[[ Material provided, beginning ]]

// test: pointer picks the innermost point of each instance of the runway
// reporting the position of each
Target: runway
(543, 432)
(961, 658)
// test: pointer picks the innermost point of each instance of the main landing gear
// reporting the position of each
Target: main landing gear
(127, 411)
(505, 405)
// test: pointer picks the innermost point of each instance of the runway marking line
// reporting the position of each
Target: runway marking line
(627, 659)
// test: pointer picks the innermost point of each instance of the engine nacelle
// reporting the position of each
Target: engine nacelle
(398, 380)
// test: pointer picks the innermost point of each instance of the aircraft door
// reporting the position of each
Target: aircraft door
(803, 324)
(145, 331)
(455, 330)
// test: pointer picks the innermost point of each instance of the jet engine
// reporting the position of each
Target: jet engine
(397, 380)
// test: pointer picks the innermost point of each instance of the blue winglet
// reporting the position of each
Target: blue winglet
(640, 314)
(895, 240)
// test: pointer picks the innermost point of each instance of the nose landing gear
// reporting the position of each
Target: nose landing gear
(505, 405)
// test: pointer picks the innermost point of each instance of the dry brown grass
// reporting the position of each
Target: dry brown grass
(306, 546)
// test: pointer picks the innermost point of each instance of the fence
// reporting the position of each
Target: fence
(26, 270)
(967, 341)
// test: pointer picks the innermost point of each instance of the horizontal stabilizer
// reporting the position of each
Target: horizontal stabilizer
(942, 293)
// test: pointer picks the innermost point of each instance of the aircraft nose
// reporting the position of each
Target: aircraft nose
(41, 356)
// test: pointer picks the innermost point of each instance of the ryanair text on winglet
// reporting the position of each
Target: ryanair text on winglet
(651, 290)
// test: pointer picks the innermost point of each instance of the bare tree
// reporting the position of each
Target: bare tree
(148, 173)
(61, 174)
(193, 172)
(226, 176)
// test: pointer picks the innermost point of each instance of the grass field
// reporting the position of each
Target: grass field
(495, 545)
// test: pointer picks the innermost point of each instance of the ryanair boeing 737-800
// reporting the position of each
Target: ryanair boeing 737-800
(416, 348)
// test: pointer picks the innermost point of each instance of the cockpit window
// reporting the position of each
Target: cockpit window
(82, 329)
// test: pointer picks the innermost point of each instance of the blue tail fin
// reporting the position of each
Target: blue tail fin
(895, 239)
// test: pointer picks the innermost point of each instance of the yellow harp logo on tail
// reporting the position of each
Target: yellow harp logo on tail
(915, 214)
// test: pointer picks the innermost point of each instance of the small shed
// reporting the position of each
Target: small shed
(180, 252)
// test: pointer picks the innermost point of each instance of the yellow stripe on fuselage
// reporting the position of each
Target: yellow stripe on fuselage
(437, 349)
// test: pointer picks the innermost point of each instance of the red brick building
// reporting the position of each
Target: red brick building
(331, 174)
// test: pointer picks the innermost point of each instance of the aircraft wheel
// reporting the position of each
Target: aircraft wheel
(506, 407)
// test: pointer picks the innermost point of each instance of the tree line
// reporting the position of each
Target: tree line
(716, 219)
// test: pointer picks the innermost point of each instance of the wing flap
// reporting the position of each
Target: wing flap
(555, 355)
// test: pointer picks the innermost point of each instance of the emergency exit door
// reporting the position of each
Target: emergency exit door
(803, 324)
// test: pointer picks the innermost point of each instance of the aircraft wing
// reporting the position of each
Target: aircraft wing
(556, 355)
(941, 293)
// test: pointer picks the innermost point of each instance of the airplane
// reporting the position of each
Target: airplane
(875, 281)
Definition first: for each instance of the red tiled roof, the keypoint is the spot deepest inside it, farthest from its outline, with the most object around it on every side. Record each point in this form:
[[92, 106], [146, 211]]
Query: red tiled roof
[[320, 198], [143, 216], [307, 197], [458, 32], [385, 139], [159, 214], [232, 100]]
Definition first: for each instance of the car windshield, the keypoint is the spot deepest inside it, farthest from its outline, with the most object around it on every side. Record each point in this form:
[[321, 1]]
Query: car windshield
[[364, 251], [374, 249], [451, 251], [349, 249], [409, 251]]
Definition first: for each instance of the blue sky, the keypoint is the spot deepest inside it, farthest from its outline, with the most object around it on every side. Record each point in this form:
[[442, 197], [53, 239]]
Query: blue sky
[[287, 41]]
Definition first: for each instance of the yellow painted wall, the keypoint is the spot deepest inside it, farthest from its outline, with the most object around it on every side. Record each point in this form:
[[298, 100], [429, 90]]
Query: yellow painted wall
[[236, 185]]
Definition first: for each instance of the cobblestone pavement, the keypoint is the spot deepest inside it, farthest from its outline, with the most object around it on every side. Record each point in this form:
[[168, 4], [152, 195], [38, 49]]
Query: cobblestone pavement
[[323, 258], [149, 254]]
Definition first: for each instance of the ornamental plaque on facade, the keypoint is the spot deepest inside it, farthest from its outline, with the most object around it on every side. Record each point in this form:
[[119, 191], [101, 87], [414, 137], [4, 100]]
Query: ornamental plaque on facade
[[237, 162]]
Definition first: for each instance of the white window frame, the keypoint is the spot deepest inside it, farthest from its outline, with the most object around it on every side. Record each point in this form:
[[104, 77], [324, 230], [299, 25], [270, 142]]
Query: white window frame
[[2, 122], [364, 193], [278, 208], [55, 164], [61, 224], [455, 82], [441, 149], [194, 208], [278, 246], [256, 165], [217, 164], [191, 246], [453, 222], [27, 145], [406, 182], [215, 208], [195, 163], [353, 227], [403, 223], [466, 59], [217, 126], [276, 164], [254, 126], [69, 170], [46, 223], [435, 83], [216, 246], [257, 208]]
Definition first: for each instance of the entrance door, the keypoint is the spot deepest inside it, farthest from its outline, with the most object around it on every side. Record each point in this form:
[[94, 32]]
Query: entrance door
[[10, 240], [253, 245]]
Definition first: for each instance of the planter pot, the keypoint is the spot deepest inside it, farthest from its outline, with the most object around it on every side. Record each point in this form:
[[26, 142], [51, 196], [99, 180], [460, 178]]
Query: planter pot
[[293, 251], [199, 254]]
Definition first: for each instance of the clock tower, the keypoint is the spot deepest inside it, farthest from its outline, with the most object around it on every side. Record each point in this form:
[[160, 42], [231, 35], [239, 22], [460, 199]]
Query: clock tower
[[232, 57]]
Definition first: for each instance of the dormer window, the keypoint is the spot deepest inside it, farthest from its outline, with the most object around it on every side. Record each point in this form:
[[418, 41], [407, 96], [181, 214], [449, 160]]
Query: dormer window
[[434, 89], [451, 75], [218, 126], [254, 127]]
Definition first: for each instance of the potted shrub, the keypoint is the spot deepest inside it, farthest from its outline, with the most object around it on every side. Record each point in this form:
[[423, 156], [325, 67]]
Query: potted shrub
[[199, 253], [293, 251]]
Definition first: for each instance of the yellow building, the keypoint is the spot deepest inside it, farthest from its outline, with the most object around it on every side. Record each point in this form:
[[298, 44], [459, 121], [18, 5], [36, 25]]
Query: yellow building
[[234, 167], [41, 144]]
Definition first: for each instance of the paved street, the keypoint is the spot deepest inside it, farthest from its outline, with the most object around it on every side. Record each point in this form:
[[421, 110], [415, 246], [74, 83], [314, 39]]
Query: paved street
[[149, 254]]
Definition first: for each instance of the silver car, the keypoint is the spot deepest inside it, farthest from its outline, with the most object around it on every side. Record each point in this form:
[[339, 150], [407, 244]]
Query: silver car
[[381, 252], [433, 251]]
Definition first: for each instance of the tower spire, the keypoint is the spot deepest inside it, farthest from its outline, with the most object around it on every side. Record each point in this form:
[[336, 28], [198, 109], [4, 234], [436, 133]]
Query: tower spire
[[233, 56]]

[[ Material provided, end ]]

__What needs to be done__. Please repeat each line above exactly.

__Exercise response__.
// test: pointer picks the innermost point of each instance of the runway
// reporting the position of each
Target: runway
(543, 432)
(961, 658)
// test: pointer picks the innermost point of each instance of the main landing gear
// reporting the position of each
Target: main landing gear
(127, 411)
(505, 405)
// test: pointer picks the innermost point of each instance of the runway marking line
// reporting the position of each
Target: runway marking line
(627, 659)
// test: pointer picks the innermost point of each instance of the engine nacelle
// reporting the position of each
Target: engine nacelle
(398, 380)
// test: pointer picks the innermost point of each instance of the aircraft door
// reporting the position of each
Target: aircraft door
(803, 324)
(145, 331)
(455, 330)
// test: pointer picks the innermost point of each instance of the jet engine
// reporting the position of each
Target: jet engine
(397, 380)
// test: pointer picks the innermost point of each instance of the blue winglet
// reporting the position of each
Target: blue winglet
(640, 314)
(895, 240)
// test: pointer picks the innermost point of each instance of the nose landing gear
// reporting the position of each
Target: nose landing gear
(505, 405)
// test: pointer picks the innermost point of each instance of the dry brown grass
// reporting the position of each
Target: dry brown grass
(306, 546)
// test: pointer picks the innermost point of each instance of the fence
// reporting the position of each
Target: fence
(26, 270)
(967, 341)
// test: pointer picks the innermost point of each instance of the horizontal stabilizer
// reporting the position of each
Target: horizontal stabilizer
(942, 293)
// test: pointer picks the innermost point of each instance of the aircraft nose
// reporting the position of each
Target: aircraft nose
(41, 356)
// test: pointer picks the innermost point of each instance of the ryanair text on winglet
// reporting the position of each
Target: ryanair text on winglet
(651, 290)
// test: pointer picks the innermost point of each instance of the bare tree
// reporting the position of each
Target: bare tree
(148, 173)
(61, 174)
(193, 172)
(226, 176)
// test: pointer picks the innermost point of each instance of the grass field
// reporting the position of each
Target: grass field
(495, 545)
// test: pointer picks the innermost point of each instance of the ryanair boeing 737-800
// reporting the position of each
Target: ryanair boeing 737-800
(416, 348)
// test: pointer picks the innermost point of each instance of the cockpit window
// reporting the position of each
Target: cockpit window
(82, 329)
// test: pointer picks the innermost point of each instance of the blue tail fin
// reporting the position of each
Target: blue tail fin
(895, 239)
// test: pointer picks the innermost point of each instance of the yellow harp logo on tail
// reporting the position of each
Target: yellow harp logo on tail
(915, 214)
// test: pointer picks the innermost point of each instance of the small shed
// reporting the position of each
Target: small shed
(180, 252)
// test: pointer picks the innermost point of each instance of the yellow stripe on fuselage
// reporting the position of each
Target: yellow stripe on fuselage
(437, 349)
// test: pointer picks the innermost point of each instance of the red brick building
// reporting the position of each
Target: red brick building
(331, 174)
// test: pointer picks the innermost point of each instance of the aircraft wheel
// reporting the position of each
Target: aircraft wheel
(506, 407)
// test: pointer picks the innermost point of each instance of the tree line
// reporting the position of each
Target: tree line
(716, 219)
// test: pointer picks the innermost point of each instance of the wing flap
// reporting the position of each
Target: wing flap
(555, 355)
// test: pointer picks the innermost point of each instance of the emergency exit door
// reporting the position of each
Target: emergency exit door
(803, 324)
// test: pointer picks the innermost point of each instance of the aircraft wing
// reporting the position of each
Target: aircraft wing
(556, 355)
(941, 293)
// test: pointer picks the innermost point of each instance of the airplane
// reporting the position of each
Target: airplane
(875, 281)
Definition first: for each instance of the red tiled roof, the keypoint is the spot deepest inside it, farthest from its outline, with the most object around it on every side. Record each point in this form:
[[92, 106], [146, 211]]
Query: red tiled roof
[[320, 198], [143, 216], [307, 197], [458, 32], [385, 139], [159, 214], [232, 100]]
Definition first: for each instance of the car windshield, the keypoint is the spot deepest inside it, farthest from its outline, with the most object around it on every side. Record each point in this form:
[[321, 1]]
Query: car windshield
[[364, 251], [374, 249], [451, 251], [349, 249], [409, 251]]
Definition first: for each instance of the blue sky, the keypoint is the spot deepest inside it, farthest from its outline, with the most object around it on every side. Record each point in this form:
[[442, 197], [53, 239]]
Query: blue sky
[[287, 41]]
Definition first: for each instance of the yellow painted wall, the keypoint is the spot deepest inside it, farthest from its outline, with the most object around it on every side. Record each point in this form:
[[298, 100], [429, 90]]
Query: yellow painted wall
[[236, 185]]
Definition first: for each instance of the cobblestone pavement, the keypoint is the spot deepest inside it, farthest from its outline, with the most object around it on every side. Record each point in this form:
[[168, 4], [152, 195], [38, 49]]
Query: cobblestone pavement
[[323, 258], [149, 254]]
Definition first: for each instance of the ornamental plaque on facade, the keypoint is the spot deepest inside it, farthest from its outline, with the most object around it on every side. Record each point in this form:
[[119, 191], [101, 87], [414, 137], [4, 100]]
Query: ornamental plaque on facade
[[237, 162]]
Definition first: for each instance of the white window frame, the keypoint is the spot deepest inside it, farthest from its outline, with the most object around it on every side. Record each point in this form:
[[104, 77], [324, 230], [299, 25], [270, 142]]
Query: white window frame
[[2, 122], [364, 193], [278, 208], [55, 164], [61, 224], [455, 82], [441, 149], [194, 208], [278, 246], [256, 165], [217, 164], [191, 246], [453, 222], [27, 145], [406, 182], [215, 208], [195, 163], [353, 227], [403, 223], [466, 59], [217, 126], [276, 164], [254, 126], [69, 170], [46, 223], [435, 83], [216, 246], [257, 208]]
Definition first: for each instance of the entrance door, the keypoint is the spot deepest inside it, farthest from its outline, with the most object around it on every side. Record each point in this form:
[[94, 32]]
Query: entrance door
[[10, 240], [253, 245]]
Definition first: for each instance of the planter pot, the keypoint is the spot deepest inside it, farthest from its outline, with the most object around it on every side. Record each point in this form:
[[26, 142], [51, 196], [99, 180], [460, 178]]
Query: planter pot
[[293, 251], [199, 254]]
Definition first: for each instance of the clock tower, the keypoint is the spot deepest inside it, farthest from its outline, with the most object around it on every side. Record each point in this form:
[[160, 42], [231, 35], [239, 22], [460, 199]]
Query: clock tower
[[232, 57]]
Definition first: for each instance of the dormer window, the keypoint is the spot deepest inside it, farthest from its outline, with the most object around it on every side. Record each point in this form:
[[418, 41], [407, 96], [181, 214], [449, 160]]
Query: dormer window
[[434, 89], [451, 75], [218, 126], [254, 127]]
Definition first: for each instance of the potted shrub, the keypoint is the spot deepest inside it, farthest from its outline, with the most object around it on every side. Record each point in this form:
[[423, 156], [325, 67]]
Query: potted shrub
[[199, 253], [293, 251]]
Definition first: for each instance of the yellow building, the keypoint is the spot deepest inside it, farthest from its outline, with the most object around it on every side. Record each point in this form:
[[298, 44], [459, 121], [18, 5], [36, 25]]
Query: yellow building
[[234, 167], [41, 144]]
Definition first: for each instance of the paved street, the keypoint is the spot deepest inside it, farthest from its outline, with the most object around it on every side. Record each point in this form:
[[421, 110], [415, 246], [74, 83], [314, 39]]
Query: paved street
[[149, 254]]
Definition first: for each instance of the silver car, the keypoint is the spot deepest inside it, farthest from its outline, with the most object around it on every side. Record each point in this form:
[[339, 150], [407, 244]]
Query: silver car
[[381, 252], [433, 251]]
Definition first: for each instance of the tower spire, the keypoint is the spot deepest inside it, farthest from its outline, with the most object around it on every side. Record each point in this form:
[[336, 28], [198, 109], [4, 234], [436, 133]]
Query: tower spire
[[233, 56]]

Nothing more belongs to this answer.